Record set:
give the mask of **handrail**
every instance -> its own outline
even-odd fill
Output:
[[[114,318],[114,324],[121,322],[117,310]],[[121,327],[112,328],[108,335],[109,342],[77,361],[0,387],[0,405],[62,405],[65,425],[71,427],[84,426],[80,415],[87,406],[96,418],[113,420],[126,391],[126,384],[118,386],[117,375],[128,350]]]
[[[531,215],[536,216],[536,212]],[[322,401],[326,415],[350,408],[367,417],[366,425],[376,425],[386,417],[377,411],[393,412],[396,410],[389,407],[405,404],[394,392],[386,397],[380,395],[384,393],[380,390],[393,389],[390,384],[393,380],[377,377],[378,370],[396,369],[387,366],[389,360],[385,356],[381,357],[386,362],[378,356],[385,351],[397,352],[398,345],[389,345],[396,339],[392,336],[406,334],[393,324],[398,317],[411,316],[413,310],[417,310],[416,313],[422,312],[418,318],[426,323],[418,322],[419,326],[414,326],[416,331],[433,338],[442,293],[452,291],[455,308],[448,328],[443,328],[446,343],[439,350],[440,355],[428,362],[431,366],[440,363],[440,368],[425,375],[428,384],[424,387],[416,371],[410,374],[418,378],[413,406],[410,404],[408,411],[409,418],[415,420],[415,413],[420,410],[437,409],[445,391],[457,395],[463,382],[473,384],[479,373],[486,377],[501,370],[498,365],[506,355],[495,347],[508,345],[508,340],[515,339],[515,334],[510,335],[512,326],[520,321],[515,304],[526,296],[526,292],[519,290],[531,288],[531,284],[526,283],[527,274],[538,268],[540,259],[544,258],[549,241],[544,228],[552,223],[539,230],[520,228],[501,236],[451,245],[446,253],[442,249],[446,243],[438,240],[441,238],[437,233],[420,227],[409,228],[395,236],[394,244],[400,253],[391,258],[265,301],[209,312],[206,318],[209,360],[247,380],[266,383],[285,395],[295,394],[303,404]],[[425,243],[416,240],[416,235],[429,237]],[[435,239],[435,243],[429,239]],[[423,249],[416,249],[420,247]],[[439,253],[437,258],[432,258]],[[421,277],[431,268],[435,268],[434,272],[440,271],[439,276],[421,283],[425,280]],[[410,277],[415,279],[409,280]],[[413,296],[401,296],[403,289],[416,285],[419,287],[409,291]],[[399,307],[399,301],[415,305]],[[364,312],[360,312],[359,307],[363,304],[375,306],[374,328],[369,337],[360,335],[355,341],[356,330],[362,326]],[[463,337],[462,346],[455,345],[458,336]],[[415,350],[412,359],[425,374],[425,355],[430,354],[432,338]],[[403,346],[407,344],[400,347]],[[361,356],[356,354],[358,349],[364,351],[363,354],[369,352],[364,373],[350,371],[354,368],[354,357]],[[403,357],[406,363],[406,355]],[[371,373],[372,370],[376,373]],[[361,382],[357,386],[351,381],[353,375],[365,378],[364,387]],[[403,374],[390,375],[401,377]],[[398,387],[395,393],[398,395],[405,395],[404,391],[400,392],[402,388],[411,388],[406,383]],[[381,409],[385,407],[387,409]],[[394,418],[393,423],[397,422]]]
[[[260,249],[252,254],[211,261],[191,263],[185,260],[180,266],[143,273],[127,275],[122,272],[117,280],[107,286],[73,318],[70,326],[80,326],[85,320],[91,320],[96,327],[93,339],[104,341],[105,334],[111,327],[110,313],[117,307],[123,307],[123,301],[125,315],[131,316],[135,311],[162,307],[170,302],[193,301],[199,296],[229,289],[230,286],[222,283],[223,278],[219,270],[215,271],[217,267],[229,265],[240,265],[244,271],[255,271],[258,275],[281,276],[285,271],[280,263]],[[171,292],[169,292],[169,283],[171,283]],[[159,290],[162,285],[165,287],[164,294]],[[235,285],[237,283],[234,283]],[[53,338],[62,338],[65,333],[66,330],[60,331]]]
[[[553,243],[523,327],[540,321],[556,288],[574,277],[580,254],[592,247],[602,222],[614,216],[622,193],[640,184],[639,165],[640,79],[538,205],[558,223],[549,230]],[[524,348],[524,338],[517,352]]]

What the task requires:
The lines to retype run from the start of the entries through the line containing "even-odd fill"; reproduce them exactly and add nothing.

Response area:
give the mask of **handrail**
every instance -> its own outline
even-odd fill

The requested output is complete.